#### SET OF TASKS:
1. Please retype the plasma research news from "Technical plasmas find" to "in the future!" without any changes.
2. Translate this sentence from the plasma research news into Spanish: "Technical plasmas find their application in many areas of everyday life and enable many achievements of our engineered world, such as in microelectronics, optics or mechanical engineering."

#### TEXT PASSAGE:
--------------------------------------------------

The scientists have found that the discharge characteristics of negative surface streamers differ significantly from those of positive surface streamers. While negative streamers develop along the dielectric surface, allowing them to propagate into much smaller dielectric pores, positive streamers floatingly develop above the dielectric.

New funding - Ruhr Conference

Plasma research contributes to new Research Center “Future Energy Materials and Systems”

The state NRW will fund four research centers and one research college during the next years in the framework of the funding instrument "Ruhr Konferenz". One research center “Future energy materials and systems” will support the plasma science at RUB in the area of synthetic plasma chemistry. Plasma chemistry is a key subject in the CRC 1316 and will be strengthend by this measure in the upcoming years. (Image (c) hagenvontroja)


Public Relations

Plasma Trial Day - What is plasma and where does it find application in technology & research?

Interested high school students are invited to participate in the Plasma Trial Day on Jan. 28, 2020 from 10 a.m. to 3 p.m. online. The chairs of the Ruhr-Universität Bochum will introduce themselves.

Technical plasmas find their application in many areas of everyday life and enable many achievements of our engineered world, such as in microelectronics, optics or mechanical engineering. But also in areas like air purification, sterilization and medicine plasmas can be used effectively in innovative concepts.

The fundamentals of technical applications are our field of research. We work interdisciplinary with partners from research and industry to develop innovative concepts and systems. And we would like to explain to you the largely unknown concept of physical plasma and introduce you to how we use and research the "fourth state of matter". Furthermore, we would like to show you how you might become part of a research team in the future!

Please register by email to: This email address is being protected from spambots. You need JavaScript enabled to view it..


Project meeting 16./17.11.2020

Fall meeting of the consortium

The annual fall meeting of the CRC took place online to discuss the recent progress within the projects and their collaborations. Due to the online format it was easy to integrate the Mercator fellows into these discussions. The meeting was complemented by a small workshop on communication aspects related to gender issues.

--------------------------------------------------

#### RECORD EXCERPTS:
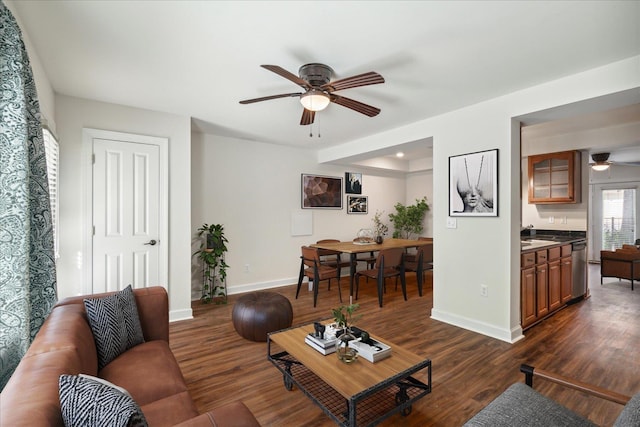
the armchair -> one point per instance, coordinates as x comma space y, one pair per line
624, 263
520, 405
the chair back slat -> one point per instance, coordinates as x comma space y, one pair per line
392, 257
310, 256
427, 253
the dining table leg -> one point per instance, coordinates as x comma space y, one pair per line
352, 273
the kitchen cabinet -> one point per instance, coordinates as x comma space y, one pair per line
545, 282
554, 178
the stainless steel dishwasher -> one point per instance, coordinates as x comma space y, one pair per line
579, 269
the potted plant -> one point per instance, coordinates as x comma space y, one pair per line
212, 250
380, 228
345, 318
408, 220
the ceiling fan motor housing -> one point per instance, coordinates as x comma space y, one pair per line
600, 157
316, 74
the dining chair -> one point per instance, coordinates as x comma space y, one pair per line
420, 262
332, 258
311, 267
388, 264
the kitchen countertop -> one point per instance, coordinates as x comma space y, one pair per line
542, 239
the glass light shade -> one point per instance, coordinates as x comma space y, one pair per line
314, 100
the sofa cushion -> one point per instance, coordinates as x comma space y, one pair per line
115, 324
85, 401
149, 372
522, 406
630, 415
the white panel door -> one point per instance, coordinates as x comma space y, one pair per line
126, 195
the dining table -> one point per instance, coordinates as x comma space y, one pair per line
355, 247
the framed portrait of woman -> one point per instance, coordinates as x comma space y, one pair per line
473, 184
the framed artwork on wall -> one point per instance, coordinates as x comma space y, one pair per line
352, 183
357, 204
321, 192
473, 184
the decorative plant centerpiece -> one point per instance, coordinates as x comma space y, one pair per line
345, 318
380, 228
212, 250
408, 220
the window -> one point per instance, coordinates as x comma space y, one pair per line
52, 152
618, 218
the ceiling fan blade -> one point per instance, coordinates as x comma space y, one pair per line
358, 106
266, 98
307, 117
370, 78
287, 75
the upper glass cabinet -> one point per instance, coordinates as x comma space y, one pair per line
555, 177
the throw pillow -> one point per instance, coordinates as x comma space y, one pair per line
115, 324
87, 402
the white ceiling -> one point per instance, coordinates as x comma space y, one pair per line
199, 58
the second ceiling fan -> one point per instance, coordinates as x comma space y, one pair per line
315, 79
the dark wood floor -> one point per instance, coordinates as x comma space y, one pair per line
596, 341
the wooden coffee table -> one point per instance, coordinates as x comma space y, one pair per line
361, 393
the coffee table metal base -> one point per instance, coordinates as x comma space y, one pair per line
368, 408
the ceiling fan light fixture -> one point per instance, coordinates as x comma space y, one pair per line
315, 100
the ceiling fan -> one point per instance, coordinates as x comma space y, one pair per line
601, 162
319, 90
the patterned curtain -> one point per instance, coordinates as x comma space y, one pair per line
27, 264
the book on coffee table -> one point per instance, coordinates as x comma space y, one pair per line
372, 351
321, 345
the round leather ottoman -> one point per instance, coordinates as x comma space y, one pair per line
258, 313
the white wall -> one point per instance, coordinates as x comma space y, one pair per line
74, 114
487, 250
252, 188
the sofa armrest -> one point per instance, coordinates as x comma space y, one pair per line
153, 310
530, 372
234, 414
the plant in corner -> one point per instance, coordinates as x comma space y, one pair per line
408, 219
379, 227
211, 252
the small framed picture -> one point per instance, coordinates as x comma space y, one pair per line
357, 204
352, 183
321, 192
473, 184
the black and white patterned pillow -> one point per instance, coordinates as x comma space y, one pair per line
115, 324
89, 401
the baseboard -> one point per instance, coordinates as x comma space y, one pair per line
510, 336
258, 286
176, 315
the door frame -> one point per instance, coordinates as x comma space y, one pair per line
86, 261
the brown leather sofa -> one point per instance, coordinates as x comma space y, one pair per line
623, 263
148, 371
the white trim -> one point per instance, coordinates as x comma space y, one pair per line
177, 315
479, 327
88, 135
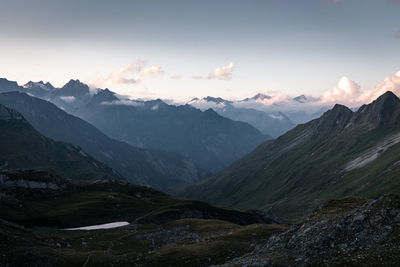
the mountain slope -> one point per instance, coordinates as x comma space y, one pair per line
273, 123
339, 154
22, 147
208, 139
158, 169
211, 141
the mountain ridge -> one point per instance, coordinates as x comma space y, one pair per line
292, 174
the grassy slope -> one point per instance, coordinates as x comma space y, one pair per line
301, 169
153, 240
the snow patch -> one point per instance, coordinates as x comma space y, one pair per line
99, 226
373, 153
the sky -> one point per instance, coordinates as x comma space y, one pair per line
179, 49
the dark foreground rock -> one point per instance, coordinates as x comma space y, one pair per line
336, 234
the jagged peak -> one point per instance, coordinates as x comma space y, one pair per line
7, 114
41, 84
75, 83
387, 96
217, 100
384, 111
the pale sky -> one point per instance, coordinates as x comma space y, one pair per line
190, 48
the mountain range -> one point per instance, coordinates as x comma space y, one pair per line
341, 153
209, 140
22, 147
155, 168
271, 123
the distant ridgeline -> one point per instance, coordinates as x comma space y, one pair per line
206, 139
341, 153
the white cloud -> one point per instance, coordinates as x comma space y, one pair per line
130, 74
152, 71
348, 92
345, 92
68, 99
222, 73
176, 77
125, 102
391, 83
124, 75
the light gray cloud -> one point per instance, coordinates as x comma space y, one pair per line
222, 73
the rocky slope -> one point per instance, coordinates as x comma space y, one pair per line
341, 153
22, 147
270, 123
211, 141
346, 232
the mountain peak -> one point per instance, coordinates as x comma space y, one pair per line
384, 111
334, 120
261, 96
300, 98
74, 83
31, 85
388, 96
7, 114
217, 100
74, 88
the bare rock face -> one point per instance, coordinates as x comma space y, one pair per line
7, 114
365, 235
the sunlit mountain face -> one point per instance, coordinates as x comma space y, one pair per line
199, 133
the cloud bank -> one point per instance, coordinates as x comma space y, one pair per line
131, 74
222, 73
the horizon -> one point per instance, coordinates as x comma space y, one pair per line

--------------------------------------------------

#### EXERCISE SOLUTIONS:
1.
Technical plasmas find their application in many areas of everyday life and enable many achievements of our engineered world, such as in microelectronics, optics or mechanical engineering. But also in areas like air purification, sterilization and medicine plasmas can be used effectively in innovative concepts.

The fundamentals of technical applications are our field of research. We work interdisciplinary with partners from research and industry to develop innovative concepts and systems. And we would like to explain to you the largely unknown concept of physical plasma and introduce you to how we use and research the "fourth state of matter". Furthermore, we would like to show you how you might become part of a research team in the future!

2. Los plasmas técnicos encuentran aplicación en muchos ámbitos de la vida cotidiana y hacen posibles muchos logros de nuestro mundo tecnificado, como en la microelectrónica, la óptica o la ingeniería mecánica.